▶ Consegna
Per favore, ricopia parola per parola dal brano su Leonora Carrington tutto ciò che va da "La mia lunga" giù fino a "prospettive di approfondimento.".

▶ Sezione testo
----------------

La mia lunga permanenza in Messico è stata un vero e proprio viaggio iniziaticopieno di segni che mi hanno portato verso Leonora Carrington: ho avuto il privilegio di conoscerla, ascoltare i suoi racconti, condividere gli spazi della sua casa. La ricerca ha guidato questo percorso di conoscenza che, iniziato vent’anni fa, resta ancora vivo, con nuove prospettive di approfondimento.
L’immagine che ho scelto per la copertina di questa seconda edizione è una fotografia scattata nel 1942 a New York da Hermann Landshoff che ritrae Leonora Carrington,nel suo appartamento di Greenwich Village, in una posa che ne restituisce la sua più intima natura: appare sfrontata ma al tempo stesso timorosa, che fuma una sigaretta e completamente a suo agio nel caos della quotidianità. In quello stesso anno Landshoff realizza il ritratto di gruppo degli esiliati a New York – che resterà storico – dove Carrington appare di tre quarti, seduta a gambe incrociate nella prima fila tra Stanley William Hayter, Friedrich Kiesler e Kurt Seligmann. Nelle file posteriori, tra gli altri, si riconoscono Max e Jimmy Ernst, Peggy Guggenheim, André Breton, Amédée Ozenfant, Fernand Léger, Marcel Duchamp e Piet Mondrian.

----------------

▶ Elenco dati
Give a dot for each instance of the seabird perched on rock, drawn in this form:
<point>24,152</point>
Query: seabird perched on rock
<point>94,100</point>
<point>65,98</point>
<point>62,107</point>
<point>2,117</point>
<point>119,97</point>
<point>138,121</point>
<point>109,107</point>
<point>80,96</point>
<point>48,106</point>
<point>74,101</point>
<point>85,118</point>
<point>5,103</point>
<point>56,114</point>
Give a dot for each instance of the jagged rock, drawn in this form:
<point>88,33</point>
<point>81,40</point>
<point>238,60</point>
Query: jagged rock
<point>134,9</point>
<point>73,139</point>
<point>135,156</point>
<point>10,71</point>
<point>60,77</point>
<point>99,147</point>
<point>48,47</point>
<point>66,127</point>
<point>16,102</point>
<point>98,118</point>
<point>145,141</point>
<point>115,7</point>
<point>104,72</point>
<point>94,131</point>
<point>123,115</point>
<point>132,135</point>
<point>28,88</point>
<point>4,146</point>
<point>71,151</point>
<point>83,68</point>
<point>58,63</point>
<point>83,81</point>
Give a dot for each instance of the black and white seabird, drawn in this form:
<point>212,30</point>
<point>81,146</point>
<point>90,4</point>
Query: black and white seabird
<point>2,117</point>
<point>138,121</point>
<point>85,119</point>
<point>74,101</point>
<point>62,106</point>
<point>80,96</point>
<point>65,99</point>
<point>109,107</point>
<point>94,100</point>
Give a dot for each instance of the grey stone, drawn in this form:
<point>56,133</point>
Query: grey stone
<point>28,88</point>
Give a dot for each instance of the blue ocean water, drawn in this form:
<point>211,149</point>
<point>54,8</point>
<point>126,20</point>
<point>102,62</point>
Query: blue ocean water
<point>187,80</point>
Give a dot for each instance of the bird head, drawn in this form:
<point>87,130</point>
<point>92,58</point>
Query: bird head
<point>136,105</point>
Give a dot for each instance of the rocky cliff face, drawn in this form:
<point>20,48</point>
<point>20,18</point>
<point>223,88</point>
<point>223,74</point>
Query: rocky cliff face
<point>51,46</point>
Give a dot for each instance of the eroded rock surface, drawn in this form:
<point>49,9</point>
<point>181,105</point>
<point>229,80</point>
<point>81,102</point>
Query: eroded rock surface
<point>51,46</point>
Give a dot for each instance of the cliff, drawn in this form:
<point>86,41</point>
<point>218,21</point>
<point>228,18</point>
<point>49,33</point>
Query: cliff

----------------

▶ Soluzione
La mia lunga permanenza in Messico è stata un vero e proprio viaggio iniziaticopieno di segni che mi hanno portato verso Leonora Carrington: ho avuto il privilegio di conoscerla, ascoltare i suoi racconti, condividere gli spazi della sua casa. La ricerca ha guidato questo percorso di conoscenza che, iniziato vent’anni fa, resta ancora vivo, con nuove prospettive di approfondimento.